Region annotation entries
********

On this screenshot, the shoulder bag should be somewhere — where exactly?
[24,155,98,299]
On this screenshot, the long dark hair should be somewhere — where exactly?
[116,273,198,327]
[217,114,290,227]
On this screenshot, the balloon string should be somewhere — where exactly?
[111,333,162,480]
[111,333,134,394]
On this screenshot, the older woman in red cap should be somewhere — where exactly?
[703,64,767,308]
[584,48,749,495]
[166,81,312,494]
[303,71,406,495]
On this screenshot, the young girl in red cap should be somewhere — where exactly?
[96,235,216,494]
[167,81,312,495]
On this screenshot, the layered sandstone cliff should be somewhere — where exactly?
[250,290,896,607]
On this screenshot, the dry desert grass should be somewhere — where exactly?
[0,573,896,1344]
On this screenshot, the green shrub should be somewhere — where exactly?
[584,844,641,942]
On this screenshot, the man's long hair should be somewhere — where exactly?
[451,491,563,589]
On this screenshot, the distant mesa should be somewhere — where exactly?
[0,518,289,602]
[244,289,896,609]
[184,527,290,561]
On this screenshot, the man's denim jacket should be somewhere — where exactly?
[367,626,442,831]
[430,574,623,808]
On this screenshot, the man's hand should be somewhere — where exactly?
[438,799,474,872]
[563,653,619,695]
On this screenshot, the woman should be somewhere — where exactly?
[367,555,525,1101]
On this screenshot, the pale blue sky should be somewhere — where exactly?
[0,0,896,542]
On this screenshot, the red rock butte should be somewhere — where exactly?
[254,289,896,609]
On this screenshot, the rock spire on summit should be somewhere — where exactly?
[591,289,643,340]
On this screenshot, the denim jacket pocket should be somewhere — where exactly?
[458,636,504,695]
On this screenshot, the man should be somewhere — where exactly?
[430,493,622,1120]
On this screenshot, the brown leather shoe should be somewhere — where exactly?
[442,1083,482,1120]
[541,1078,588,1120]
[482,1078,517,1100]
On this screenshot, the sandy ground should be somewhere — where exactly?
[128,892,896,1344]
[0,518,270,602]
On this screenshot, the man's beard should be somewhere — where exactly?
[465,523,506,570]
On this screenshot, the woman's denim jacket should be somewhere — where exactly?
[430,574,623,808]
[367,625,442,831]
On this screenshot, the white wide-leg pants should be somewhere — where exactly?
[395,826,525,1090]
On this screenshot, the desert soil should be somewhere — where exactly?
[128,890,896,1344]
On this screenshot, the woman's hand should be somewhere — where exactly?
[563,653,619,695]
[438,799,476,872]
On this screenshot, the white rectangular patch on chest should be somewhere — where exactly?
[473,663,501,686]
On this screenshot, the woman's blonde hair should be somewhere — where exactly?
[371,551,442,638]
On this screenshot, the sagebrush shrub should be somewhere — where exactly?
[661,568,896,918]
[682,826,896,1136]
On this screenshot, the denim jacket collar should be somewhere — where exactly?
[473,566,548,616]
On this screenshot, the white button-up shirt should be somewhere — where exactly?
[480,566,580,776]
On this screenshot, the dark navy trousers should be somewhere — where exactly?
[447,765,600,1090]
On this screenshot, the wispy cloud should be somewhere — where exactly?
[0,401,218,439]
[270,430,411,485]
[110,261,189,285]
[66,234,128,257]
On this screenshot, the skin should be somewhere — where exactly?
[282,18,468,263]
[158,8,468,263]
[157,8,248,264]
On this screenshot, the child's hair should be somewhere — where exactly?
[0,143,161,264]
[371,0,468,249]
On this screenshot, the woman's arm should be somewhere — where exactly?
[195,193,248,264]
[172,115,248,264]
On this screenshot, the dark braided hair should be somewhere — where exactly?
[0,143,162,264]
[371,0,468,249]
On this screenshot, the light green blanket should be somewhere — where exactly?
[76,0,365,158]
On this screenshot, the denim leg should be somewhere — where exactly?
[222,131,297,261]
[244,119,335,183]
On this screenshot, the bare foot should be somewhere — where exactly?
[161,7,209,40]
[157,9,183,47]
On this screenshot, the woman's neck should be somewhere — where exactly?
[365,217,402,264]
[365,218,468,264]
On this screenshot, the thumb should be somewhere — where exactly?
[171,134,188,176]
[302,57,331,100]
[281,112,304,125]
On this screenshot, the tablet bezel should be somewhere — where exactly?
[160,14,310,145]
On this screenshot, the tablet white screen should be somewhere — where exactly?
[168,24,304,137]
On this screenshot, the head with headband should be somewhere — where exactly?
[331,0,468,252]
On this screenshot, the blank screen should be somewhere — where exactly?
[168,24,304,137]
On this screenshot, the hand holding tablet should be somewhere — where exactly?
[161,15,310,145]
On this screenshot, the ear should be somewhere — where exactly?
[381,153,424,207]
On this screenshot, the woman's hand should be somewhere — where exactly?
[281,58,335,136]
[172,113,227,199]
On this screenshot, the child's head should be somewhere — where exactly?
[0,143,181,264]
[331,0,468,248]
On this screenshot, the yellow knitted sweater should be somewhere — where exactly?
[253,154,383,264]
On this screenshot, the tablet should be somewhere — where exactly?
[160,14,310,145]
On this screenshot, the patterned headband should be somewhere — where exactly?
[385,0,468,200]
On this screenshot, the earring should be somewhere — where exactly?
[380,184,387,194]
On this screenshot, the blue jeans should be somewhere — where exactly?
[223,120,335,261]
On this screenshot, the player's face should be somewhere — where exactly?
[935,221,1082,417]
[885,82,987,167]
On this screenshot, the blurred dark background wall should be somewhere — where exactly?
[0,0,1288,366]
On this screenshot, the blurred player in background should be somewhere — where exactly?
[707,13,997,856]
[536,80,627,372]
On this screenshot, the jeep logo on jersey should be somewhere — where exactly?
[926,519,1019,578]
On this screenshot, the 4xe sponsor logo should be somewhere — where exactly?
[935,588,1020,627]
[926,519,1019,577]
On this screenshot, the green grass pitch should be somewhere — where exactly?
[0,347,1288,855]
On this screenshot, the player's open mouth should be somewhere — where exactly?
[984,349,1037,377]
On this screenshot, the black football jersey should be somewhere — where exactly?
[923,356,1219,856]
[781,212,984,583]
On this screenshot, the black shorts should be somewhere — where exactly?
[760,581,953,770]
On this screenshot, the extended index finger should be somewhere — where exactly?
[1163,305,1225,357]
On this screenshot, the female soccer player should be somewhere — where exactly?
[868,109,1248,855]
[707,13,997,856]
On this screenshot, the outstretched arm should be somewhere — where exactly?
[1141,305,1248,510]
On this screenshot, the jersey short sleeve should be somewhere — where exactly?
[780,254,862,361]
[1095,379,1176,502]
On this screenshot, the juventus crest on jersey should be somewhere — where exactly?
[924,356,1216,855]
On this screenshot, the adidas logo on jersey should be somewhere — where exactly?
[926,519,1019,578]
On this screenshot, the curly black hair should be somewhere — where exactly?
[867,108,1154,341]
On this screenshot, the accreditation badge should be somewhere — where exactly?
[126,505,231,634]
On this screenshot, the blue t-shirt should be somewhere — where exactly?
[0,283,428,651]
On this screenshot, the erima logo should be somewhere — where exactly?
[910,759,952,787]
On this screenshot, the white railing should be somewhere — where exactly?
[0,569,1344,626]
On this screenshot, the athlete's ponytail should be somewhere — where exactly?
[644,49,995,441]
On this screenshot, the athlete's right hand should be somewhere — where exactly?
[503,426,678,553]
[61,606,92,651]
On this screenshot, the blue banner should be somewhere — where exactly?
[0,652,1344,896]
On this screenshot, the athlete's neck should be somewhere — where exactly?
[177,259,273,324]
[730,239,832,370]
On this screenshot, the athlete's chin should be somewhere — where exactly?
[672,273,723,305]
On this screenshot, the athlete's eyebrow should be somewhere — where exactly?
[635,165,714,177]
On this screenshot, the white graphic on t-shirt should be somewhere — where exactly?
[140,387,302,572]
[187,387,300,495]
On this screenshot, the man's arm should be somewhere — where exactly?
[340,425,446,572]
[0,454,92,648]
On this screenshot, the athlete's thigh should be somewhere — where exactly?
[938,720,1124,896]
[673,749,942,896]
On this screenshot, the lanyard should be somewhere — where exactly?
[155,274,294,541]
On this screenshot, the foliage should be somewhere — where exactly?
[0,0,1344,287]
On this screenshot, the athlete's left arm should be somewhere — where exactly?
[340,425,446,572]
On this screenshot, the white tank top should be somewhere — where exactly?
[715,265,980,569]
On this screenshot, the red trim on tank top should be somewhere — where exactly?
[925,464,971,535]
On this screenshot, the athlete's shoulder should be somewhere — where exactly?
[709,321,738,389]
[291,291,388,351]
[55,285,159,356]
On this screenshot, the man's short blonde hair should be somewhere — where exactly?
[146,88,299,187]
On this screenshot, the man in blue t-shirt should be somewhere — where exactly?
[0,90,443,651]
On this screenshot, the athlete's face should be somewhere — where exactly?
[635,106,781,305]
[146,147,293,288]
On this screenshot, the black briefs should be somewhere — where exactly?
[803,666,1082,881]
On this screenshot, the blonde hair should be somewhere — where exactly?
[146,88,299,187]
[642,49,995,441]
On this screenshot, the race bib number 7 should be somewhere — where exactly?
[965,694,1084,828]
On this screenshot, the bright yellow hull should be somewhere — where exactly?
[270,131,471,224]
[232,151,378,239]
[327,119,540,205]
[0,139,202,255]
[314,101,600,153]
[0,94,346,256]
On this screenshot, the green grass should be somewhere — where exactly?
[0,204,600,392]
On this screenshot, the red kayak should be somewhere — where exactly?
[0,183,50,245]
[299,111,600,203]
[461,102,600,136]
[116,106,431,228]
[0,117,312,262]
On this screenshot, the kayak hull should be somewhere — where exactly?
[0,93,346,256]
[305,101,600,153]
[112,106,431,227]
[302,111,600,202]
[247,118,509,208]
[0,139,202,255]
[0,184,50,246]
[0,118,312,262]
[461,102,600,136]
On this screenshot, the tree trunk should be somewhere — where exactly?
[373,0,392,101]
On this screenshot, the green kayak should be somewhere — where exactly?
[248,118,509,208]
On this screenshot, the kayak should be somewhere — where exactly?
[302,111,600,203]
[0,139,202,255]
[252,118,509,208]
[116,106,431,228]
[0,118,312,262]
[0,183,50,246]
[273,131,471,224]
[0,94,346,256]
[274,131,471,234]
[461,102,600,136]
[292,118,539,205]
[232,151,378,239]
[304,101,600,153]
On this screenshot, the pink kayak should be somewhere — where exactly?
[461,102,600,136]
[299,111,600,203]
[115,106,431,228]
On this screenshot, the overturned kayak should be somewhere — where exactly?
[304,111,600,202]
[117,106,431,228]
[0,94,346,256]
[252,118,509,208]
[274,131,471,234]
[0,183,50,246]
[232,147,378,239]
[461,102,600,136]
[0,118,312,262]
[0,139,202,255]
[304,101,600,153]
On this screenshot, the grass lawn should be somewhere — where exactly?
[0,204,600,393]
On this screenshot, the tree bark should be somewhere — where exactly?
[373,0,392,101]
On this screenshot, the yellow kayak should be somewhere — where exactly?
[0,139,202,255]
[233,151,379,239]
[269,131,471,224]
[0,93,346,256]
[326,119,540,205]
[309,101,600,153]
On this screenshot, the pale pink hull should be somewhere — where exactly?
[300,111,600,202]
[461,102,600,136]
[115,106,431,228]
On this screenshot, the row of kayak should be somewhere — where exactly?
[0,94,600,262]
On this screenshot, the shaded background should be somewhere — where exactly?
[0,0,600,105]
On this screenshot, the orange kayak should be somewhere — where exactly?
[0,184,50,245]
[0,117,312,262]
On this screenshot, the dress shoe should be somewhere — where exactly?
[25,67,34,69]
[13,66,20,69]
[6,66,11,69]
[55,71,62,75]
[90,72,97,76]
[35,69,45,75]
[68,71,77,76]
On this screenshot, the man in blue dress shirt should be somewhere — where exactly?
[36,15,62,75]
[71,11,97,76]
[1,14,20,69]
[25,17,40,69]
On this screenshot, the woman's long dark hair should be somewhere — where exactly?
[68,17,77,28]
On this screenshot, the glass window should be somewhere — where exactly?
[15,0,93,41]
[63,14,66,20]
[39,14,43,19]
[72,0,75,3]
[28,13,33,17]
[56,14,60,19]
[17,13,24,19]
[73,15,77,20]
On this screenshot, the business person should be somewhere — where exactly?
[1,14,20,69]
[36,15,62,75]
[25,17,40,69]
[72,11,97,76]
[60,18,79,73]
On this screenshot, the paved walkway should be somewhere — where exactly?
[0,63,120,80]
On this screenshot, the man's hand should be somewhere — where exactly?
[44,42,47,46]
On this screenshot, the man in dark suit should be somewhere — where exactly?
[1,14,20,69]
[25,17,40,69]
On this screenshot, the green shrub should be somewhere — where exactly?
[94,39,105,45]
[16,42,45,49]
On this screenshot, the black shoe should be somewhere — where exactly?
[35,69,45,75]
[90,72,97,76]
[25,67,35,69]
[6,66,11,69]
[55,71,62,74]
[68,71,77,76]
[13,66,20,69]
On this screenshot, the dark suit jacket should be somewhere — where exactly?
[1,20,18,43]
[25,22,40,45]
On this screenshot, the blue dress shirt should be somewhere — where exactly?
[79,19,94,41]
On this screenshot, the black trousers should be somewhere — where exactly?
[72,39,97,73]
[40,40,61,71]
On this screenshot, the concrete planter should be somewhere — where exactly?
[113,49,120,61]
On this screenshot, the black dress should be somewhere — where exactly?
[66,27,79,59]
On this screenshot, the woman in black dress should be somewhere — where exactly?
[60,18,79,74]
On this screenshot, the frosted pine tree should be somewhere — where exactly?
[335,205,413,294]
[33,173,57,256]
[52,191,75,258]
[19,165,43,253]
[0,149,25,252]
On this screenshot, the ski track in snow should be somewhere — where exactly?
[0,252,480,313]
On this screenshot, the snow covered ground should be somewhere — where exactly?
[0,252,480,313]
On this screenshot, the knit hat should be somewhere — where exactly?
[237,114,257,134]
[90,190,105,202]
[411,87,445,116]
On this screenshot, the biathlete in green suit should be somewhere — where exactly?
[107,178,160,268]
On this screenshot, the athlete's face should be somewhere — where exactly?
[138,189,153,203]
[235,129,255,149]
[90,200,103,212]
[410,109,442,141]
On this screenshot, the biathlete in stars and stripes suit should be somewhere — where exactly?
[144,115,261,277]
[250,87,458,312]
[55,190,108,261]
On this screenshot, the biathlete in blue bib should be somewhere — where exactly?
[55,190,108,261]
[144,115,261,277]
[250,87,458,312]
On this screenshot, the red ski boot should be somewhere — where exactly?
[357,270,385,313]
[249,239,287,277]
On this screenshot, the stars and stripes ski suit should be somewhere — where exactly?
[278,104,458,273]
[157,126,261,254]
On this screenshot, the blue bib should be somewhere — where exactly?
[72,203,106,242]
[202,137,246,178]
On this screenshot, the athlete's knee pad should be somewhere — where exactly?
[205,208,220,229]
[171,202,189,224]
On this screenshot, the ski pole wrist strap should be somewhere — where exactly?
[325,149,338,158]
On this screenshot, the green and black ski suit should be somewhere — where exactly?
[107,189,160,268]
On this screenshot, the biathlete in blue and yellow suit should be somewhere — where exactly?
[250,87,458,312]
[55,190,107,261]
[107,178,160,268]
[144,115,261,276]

********

◆ PROMPT:
Reproduce the records from the line with "On this screenshot, the knit" to the line with "[410,109,442,141]", swapping "knit hat" for "wool cap" and leaving everything else unchanged.

◆ SOLUTION:
On this screenshot, the wool cap should be somewhere — where exactly?
[237,114,257,134]
[90,190,105,202]
[411,87,445,116]
On this screenshot, the biathlete in green suit should be somewhere — where exactly?
[107,178,160,268]
On this screenshot, the athlete's face should be somewhere — where exactly?
[138,189,153,203]
[235,129,255,149]
[90,200,103,212]
[410,109,442,141]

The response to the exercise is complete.